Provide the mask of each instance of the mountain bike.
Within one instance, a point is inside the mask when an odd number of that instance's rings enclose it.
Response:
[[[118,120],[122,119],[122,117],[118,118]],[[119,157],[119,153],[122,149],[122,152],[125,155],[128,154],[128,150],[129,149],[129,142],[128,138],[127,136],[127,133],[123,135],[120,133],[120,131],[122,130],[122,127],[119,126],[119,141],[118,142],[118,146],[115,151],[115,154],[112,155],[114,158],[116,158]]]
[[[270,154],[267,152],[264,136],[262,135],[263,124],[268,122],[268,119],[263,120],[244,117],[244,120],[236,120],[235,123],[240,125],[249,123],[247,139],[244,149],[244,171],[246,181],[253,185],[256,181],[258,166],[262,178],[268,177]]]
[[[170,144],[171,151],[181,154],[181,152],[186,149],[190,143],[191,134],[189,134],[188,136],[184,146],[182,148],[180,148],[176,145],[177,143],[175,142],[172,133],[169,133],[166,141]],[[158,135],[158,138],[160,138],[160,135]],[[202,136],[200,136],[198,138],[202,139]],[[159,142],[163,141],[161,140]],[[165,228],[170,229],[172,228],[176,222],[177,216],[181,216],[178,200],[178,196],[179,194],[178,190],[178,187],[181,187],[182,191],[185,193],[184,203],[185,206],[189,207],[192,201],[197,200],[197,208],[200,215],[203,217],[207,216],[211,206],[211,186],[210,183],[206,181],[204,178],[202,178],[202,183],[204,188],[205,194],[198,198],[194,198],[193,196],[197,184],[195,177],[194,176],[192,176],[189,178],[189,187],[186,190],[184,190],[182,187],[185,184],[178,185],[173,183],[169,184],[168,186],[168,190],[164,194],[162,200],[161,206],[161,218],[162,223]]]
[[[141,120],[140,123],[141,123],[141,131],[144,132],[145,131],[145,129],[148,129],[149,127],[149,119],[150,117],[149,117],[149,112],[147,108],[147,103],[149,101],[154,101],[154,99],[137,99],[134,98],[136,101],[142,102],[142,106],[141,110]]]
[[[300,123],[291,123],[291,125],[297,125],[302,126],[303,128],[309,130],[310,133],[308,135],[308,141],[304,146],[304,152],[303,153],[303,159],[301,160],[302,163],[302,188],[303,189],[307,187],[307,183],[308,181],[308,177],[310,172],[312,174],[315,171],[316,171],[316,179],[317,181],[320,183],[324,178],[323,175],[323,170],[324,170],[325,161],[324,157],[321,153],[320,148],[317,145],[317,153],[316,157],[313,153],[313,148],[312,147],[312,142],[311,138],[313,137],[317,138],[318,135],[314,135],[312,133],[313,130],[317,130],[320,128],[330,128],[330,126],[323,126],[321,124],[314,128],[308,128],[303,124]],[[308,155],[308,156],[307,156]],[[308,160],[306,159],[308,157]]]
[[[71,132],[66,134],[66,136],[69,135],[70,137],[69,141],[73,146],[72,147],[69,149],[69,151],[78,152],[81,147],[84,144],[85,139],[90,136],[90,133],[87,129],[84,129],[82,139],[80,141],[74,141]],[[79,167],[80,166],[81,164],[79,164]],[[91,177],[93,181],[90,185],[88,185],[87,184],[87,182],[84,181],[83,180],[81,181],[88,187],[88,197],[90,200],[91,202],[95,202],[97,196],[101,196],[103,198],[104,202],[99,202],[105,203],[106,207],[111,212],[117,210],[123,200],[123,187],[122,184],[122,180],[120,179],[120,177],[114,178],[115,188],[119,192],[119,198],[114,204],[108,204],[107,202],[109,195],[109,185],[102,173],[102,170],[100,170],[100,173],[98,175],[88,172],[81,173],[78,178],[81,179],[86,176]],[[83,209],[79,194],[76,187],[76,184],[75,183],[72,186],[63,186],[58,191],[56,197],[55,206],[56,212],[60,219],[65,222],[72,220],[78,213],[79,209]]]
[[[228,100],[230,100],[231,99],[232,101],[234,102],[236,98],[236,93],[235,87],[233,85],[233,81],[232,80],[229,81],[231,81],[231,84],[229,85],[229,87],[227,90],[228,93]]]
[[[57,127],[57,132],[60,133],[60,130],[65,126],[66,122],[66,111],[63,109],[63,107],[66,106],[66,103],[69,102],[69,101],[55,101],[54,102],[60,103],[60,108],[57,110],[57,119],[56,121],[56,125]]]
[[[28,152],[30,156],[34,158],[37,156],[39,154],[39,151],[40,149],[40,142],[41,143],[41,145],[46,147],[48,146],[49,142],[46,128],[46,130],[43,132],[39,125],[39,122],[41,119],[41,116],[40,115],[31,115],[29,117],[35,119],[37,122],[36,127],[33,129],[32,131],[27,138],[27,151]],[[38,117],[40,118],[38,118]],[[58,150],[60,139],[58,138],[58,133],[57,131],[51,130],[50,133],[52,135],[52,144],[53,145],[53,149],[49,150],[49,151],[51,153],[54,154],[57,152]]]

Description of the task:
Find each line in the items that contains the word "mask" and copy those lines.

Result for this exercise:
Provide the mask of each instance of the mountain bike.
Within one instance, a point is inside the mask when an odd number of that instance's rings enclose it.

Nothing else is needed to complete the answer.